Written instruction 1 =>
Using the text about "Dedicated Follower of Fashion," answer the following:
(a) Who produced the single?
(b) The shops on which street are said to have done a brisk business?
(c) Which 1905 English adventure novel does the song allude to?
Written instruction 2 =>
Reproduce the passage from the text about "Dedicated Follower of Fashion" that opens with the words containing "Musically, it and" and closes with "their mod clothes.".

- West German picture sleeve

Single by the Kinks
- B-side: "Sittin' on My Sofa"
- Released: 25 February 1966
- Recorded: 7 and 10 February 1966
- Studio: Pye, London
- Genre: Rock; pop; folk rock; music hall;
- Length: 3:05
- Label: Pye (UK); Reprise (US);
- Songwriter: Ray Davies
- Producer: Shel Talmy

The Kinks singles chronology
| "Till the End of the Day" (1965) | "Dedicated Follower of Fashion" (1966) | "Sunny Afternoon" (1966) |

= Dedicated Follower of Fashion =

"Dedicated Follower of Fashion" is a 1966 song by British band the Kinks. It lampoons the contemporary British fashion scene and mod culture in general. Originally released as a single, it has been included on many of the band's later albums.

Musically, it and "A Well Respected Man" marked the beginning of an expansion in the Kinks' inspirations, drawing as much from British music hall traditions as from American rhythm and blues, the latter of which served as the inspiration for breakthrough Kinks songs like "You Really Got Me". While it was quite scornful toward them, many of the fashionistas the song mocks would later take its title to heart.

==Background==

In the mid-1960s fashion in Britain was becoming increasingly daring and outrageous, driven by the youth-oriented culture of Swinging London. Boutiques such as Biba, designers like Mary Quant, and the television personalities like Cathy McGowan who popularised them became celebrated as much as the entertainers who wore their mod clothes.

Fashion trends changed rapidly, and the Carnaby Street shops did a brisk business, from those trying to avoid seeming out of step with the latest craze. Ray Davies saw all this and satirised the hypothetical extreme, a superficial dandy whose "clothes are loud but never square / It will make or break him so he's got to buy the best ... He thinks he is a flower to be looked at ... In matters of the cloth he is as fickle as can be."

==Inspiration==
Ray Davies claimed that the song was inspired by a fight he had with a fashion designer at a party:

I got pissed off with [a fashion designer at a party] always going on about fashion. I was just saying you don't have to be anything; you decide what you want to be and you just walk down the street and if you're good the world will change as you walk past. I just wanted it to be the individual who created his own fashion. ... [It was] a terrible brawl. I kicked him, and I kicked his girlfriend up the arse.

Davies claims he wrote the song in one sitting, typing the lyrics out on a typewriter, with no later revision. It was performed with Davies mostly accompanying himself on acoustic guitar, with the rest of the band joining in on the "It will make or break him so he's got to buy the best 'cause..." and Dave Davies echoing the "Oh yes he is" lines in the refrain. The song contains an allusion ("they seek him here, they seek him there") to the hero and protagonist of the 1905 English adventure novel The Scarlet Pimpernel.

Data section =>
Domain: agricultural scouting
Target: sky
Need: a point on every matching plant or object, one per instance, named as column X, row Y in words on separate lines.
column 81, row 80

Full solution 1 =>
(a) Shel Talmy
(b) Carnaby Street
(c) The Scarlet Pimpernel

Full solution 2 =>
Musically, it and "A Well Respected Man" marked the beginning of an expansion in the Kinks' inspirations, drawing as much from British music hall traditions as from American rhythm and blues, the latter of which served as the inspiration for breakthrough Kinks songs like "You Really Got Me". While it was quite scornful toward them, many of the fashionistas the song mocks would later take its title to heart.

==Background==

In the mid-1960s fashion in Britain was becoming increasingly daring and outrageous, driven by the youth-oriented culture of Swinging London. Boutiques such as Biba, designers like Mary Quant, and the television personalities like Cathy McGowan who popularised them became celebrated as much as the entertainers who wore their mod clothes.